An experiment you could make with a good stereo editor program, just to see if it makes any improvement-- Try to find a good quality steep lowpass filter plugin. A good "brickwall" filter. I am not familiar with current plugins and can't recommend one to try.

Rather than samplerate converting your source files, stay at 44.1 k or 48 k or whatever you usually use. Try brickwall filtering the file before low bitrate encode to see if it helps. You could try 10 kHz and then 5 kHz or lower. Regardless the quality of your encode tool samplerate conversion, if you wipe out high frequencies before sending to the encode tool then maybe it will help and maybe not. Needs experiment to determine.

At the very least, frequencies above nyquist need wiping out, but maybe a little lower than nyquist could help.

I mentioned "noisy high frequencies" such as cymbal, afuche, tamborine or whatever. POSSIBLY a codec could do better with (below nyquist) "pitched high frequencies". Or possibly the codec would mess up just as bad on pitched high freqs. That would be an interesting experiment.

If codecs at low bitrate really can do better with pitched high freqs, then it might be possible to locate or write a plugin somehow able to discern between noisy highs vs pitched highs, attenuating one and not the other. Merely a possibility, perhaps not a likely possibility.
Last edited by JCJR on Mon Nov 20, 2017 5:57 am, edited 1 time in total.

Post

A possible way to experiment to find if transient manipulation could make low bitrate encode more listenable--

There are many transient processor plugins. I've not experimented with such but kept meaning to maybe write one sometime, probably won't get around to it.

Compressors and limiters can reduce level of LOUD transients above your preset threshold, but a well-done transient processor ought to be able to exaggerate or minimize both loud transients in loud parts of the music, and also quieter transients in quieter parts of the music. That is because the "typical" transient processor apparently uses a "floating threshold" of the average amplitude of the music "right now". So if we are in a loud section of music, a transient is a section even louder than usual. But if we are in a quiet section of music, a transient is whatever short sections happen to be louder than the current quiet level.

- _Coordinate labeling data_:
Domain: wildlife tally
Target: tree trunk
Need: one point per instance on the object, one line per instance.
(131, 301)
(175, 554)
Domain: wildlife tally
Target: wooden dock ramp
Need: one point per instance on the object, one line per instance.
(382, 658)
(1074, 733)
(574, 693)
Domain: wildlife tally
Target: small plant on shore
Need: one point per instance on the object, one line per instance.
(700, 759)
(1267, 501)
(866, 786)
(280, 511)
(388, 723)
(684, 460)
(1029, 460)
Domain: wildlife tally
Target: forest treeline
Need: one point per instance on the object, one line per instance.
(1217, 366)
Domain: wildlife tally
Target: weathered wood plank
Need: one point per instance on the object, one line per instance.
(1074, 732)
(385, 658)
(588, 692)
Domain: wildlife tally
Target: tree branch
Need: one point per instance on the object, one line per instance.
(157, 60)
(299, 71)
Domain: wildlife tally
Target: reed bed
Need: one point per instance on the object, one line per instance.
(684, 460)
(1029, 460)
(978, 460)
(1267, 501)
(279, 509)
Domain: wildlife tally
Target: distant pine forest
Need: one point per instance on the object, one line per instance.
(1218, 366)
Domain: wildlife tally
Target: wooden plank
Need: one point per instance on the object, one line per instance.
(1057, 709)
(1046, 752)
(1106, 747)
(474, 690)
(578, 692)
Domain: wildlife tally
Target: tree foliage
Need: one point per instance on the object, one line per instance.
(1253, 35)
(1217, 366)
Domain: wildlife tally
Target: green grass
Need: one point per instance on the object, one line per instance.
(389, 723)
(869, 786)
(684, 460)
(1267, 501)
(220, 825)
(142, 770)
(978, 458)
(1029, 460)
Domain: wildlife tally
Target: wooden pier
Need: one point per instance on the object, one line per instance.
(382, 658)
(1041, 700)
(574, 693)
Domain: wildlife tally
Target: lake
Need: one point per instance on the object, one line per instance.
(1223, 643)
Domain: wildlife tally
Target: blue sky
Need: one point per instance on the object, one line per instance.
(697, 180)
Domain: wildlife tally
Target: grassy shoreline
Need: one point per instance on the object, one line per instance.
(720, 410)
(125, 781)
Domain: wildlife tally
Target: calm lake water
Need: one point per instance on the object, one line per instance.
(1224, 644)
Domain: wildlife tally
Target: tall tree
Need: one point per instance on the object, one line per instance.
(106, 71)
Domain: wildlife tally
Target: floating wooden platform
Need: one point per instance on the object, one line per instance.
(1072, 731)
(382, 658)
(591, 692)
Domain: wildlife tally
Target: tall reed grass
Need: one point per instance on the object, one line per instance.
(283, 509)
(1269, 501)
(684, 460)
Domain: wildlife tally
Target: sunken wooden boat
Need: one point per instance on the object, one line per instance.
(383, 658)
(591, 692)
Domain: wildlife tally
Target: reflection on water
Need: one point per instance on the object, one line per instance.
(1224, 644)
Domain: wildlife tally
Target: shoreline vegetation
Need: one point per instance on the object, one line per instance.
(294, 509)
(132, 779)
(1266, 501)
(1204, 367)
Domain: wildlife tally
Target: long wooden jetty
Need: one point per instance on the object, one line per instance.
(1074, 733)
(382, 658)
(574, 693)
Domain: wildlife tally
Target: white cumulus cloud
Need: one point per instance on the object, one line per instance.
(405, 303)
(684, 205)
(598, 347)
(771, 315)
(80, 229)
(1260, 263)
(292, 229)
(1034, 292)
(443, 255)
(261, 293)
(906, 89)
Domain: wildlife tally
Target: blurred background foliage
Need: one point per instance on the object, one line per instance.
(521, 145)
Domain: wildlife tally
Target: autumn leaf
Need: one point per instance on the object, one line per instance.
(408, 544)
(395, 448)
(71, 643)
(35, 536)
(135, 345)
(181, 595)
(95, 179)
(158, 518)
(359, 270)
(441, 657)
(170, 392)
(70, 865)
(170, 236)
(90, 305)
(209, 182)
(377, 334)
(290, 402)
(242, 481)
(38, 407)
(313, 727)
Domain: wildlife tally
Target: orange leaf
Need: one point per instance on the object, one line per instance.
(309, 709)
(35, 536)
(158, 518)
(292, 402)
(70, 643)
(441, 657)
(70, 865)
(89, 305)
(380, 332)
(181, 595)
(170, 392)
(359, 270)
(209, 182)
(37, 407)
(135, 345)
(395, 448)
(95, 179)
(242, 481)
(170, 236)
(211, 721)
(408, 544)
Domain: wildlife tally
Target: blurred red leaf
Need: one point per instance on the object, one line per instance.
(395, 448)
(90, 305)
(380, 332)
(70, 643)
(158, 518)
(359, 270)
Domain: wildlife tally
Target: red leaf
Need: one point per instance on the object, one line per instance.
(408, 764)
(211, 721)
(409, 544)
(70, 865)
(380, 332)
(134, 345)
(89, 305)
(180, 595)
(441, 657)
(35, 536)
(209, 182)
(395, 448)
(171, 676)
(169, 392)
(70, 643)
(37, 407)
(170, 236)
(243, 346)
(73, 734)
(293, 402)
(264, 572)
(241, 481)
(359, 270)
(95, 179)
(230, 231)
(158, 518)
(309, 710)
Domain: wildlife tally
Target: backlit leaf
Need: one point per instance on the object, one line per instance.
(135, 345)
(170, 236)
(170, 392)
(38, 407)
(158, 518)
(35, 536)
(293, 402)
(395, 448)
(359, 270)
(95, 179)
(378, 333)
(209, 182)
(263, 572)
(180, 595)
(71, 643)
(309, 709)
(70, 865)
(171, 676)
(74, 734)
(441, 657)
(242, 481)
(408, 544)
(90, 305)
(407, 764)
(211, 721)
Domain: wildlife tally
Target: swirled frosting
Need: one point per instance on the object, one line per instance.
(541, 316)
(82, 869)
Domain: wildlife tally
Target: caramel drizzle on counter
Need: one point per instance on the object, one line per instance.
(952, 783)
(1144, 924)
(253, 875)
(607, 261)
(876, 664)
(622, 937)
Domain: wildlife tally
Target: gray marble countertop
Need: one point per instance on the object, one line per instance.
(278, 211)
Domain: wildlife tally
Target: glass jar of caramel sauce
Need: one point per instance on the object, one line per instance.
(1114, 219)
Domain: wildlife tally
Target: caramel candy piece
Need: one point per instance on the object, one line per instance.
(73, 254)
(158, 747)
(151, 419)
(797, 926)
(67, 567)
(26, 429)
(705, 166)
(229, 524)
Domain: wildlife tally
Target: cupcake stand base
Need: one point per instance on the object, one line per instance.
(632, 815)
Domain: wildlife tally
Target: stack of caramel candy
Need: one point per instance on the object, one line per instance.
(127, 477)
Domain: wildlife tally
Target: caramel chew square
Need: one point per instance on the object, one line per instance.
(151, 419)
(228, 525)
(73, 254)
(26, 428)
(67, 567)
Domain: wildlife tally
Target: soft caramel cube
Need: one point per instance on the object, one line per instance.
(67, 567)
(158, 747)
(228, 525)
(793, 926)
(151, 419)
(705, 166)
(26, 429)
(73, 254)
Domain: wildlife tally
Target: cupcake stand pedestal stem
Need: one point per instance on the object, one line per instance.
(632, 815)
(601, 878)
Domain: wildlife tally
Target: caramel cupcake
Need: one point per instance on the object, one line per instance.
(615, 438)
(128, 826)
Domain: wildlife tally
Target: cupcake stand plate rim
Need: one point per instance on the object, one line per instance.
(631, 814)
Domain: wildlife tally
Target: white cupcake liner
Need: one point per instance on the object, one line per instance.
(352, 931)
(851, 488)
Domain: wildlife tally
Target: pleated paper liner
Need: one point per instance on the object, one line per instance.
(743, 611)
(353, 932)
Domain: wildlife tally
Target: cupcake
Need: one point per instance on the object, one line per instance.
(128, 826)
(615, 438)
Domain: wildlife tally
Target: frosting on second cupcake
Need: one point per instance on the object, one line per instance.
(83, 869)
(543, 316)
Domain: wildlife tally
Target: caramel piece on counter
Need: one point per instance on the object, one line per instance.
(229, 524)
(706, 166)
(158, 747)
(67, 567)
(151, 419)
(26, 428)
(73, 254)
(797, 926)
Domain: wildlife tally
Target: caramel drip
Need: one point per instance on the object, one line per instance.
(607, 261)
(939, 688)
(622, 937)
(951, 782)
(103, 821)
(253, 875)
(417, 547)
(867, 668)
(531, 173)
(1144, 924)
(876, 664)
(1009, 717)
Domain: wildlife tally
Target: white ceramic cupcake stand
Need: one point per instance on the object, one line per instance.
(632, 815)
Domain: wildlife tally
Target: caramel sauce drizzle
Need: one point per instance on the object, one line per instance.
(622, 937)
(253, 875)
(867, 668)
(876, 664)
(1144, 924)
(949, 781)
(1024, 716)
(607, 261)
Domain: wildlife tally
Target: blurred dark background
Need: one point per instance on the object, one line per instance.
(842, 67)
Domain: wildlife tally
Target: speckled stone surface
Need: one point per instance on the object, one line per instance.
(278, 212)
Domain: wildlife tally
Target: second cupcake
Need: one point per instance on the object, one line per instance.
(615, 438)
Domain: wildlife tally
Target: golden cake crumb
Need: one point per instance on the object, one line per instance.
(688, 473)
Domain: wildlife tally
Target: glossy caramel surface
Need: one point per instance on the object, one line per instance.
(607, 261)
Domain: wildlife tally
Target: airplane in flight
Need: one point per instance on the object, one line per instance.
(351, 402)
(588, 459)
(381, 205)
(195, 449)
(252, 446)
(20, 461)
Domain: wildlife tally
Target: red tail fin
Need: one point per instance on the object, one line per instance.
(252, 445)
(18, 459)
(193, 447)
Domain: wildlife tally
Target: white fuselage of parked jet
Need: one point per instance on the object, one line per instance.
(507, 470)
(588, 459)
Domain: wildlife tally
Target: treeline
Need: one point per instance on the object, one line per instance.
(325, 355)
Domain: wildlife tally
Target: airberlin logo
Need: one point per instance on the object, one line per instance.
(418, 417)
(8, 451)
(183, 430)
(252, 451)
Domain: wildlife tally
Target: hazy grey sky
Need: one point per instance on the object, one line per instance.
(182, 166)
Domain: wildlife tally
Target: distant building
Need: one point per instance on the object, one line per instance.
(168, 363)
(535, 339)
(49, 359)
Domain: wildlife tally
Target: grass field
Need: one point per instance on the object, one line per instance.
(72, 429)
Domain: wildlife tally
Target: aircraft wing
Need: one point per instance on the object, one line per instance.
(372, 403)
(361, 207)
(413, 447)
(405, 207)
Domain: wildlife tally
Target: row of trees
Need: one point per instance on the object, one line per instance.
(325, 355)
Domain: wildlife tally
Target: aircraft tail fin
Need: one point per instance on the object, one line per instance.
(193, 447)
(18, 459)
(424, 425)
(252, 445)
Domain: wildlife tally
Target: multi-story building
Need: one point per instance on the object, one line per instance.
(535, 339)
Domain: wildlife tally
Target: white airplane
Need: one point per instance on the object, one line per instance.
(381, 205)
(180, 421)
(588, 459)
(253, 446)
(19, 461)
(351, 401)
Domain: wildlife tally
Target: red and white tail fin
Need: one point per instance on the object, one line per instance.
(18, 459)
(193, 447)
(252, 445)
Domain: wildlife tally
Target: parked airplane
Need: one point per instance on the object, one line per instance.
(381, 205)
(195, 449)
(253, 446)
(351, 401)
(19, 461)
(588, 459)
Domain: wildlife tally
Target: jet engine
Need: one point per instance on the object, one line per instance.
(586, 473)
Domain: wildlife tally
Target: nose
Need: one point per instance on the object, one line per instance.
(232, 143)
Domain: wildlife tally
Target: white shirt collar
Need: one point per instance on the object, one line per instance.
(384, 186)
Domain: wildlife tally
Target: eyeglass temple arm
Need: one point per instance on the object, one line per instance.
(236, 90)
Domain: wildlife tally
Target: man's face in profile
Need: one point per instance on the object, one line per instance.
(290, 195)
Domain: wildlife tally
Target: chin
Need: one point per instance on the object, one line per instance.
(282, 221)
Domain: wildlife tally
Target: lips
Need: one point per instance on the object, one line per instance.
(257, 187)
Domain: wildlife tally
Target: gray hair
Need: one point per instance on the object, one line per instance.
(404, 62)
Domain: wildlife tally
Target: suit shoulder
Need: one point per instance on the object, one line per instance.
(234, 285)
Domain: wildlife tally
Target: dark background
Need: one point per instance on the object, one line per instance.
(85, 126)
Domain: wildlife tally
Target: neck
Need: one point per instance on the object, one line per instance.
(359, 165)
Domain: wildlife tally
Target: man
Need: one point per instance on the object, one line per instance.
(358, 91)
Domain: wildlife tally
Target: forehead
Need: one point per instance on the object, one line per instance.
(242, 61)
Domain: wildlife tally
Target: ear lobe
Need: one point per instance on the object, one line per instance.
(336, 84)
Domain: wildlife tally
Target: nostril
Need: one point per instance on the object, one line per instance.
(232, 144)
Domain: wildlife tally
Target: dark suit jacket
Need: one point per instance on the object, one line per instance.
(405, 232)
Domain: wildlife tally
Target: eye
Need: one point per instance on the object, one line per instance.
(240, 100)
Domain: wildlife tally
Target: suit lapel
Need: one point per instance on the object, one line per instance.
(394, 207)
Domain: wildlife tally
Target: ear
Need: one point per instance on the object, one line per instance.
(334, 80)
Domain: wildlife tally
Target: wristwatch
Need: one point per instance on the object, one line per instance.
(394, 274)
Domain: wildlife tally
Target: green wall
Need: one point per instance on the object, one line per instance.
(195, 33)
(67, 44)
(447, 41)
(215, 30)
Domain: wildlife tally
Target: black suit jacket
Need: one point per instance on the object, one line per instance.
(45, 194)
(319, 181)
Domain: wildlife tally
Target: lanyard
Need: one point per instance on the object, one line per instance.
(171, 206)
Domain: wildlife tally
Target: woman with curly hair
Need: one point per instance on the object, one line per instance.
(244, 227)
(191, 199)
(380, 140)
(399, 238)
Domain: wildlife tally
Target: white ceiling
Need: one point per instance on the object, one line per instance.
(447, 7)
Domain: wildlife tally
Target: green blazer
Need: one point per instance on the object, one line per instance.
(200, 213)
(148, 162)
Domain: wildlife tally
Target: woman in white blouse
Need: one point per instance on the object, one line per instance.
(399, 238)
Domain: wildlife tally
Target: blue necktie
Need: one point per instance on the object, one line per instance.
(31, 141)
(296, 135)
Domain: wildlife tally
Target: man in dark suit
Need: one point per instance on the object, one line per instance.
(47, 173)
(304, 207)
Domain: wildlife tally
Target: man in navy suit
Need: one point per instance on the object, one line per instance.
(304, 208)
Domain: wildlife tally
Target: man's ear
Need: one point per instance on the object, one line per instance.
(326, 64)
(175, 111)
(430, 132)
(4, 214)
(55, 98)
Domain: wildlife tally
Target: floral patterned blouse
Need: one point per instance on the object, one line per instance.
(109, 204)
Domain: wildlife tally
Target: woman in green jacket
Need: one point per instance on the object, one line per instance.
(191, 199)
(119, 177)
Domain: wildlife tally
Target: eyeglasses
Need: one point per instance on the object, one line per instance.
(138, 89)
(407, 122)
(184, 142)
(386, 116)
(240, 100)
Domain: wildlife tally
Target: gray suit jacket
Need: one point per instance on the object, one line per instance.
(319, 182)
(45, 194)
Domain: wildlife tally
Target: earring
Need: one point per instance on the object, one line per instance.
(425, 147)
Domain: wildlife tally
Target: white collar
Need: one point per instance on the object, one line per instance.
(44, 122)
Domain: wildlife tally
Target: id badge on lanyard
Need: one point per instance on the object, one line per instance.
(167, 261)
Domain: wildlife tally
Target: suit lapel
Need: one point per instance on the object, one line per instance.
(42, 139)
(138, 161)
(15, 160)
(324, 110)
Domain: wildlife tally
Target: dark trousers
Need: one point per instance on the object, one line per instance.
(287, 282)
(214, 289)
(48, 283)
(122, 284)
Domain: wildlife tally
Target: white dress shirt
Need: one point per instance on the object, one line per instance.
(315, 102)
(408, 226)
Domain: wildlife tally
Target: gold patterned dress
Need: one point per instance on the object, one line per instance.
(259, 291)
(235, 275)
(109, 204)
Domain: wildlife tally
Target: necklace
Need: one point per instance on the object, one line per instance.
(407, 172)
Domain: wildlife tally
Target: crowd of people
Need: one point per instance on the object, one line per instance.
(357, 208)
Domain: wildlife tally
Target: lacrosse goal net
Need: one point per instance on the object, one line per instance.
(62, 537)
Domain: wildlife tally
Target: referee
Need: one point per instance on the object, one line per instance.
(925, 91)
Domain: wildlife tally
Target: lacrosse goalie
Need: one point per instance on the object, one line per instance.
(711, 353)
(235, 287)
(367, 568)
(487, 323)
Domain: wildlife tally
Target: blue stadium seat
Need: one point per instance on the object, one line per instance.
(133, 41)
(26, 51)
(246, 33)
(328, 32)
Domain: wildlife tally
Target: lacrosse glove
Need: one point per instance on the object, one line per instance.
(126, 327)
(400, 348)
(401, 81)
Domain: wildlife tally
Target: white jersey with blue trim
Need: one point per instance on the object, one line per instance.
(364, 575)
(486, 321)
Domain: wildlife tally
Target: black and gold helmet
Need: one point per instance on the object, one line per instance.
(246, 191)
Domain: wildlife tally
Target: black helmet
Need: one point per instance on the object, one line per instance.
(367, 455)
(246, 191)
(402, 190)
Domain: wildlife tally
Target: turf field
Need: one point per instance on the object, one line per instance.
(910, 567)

- _Exercise tasks_:
1 – Reproduce the stretch of the forum post on low-bitrate encoding from "Compressors and limiters" through "current quiet level.".
2 – Using the forum post on low-bitrate encoding, answer the following:
(a) Which cutoff frequencies does it suggest trying when brickwall filtering a file before encoding?
(b) At which sample rates does it suggest staying instead of converting source files?
(c) What kind of threshold does the typical transient processor apparently use?

- _The responses_:
1 –
Compressors and limiters can reduce level of LOUD transients above your preset threshold, but a well-done transient processor ought to be able to exaggerate or minimize both loud transients in loud parts of the music, and also quieter transients in quieter parts of the music. That is because the "typical" transient processor apparently uses a "floating threshold" of the average amplitude of the music "right now". So if we are in a loud section of music, a transient is a section even louder than usual. But if we are in a quiet section of music, a transient is whatever short sections happen to be louder than the current quiet level.

2 –
(a) 10 kHz, and then 5 kHz or lower.
(b) 44.1 k or 48 k, or whatever rate is usually used.
(c) A "floating threshold" of the average amplitude of the music "right now."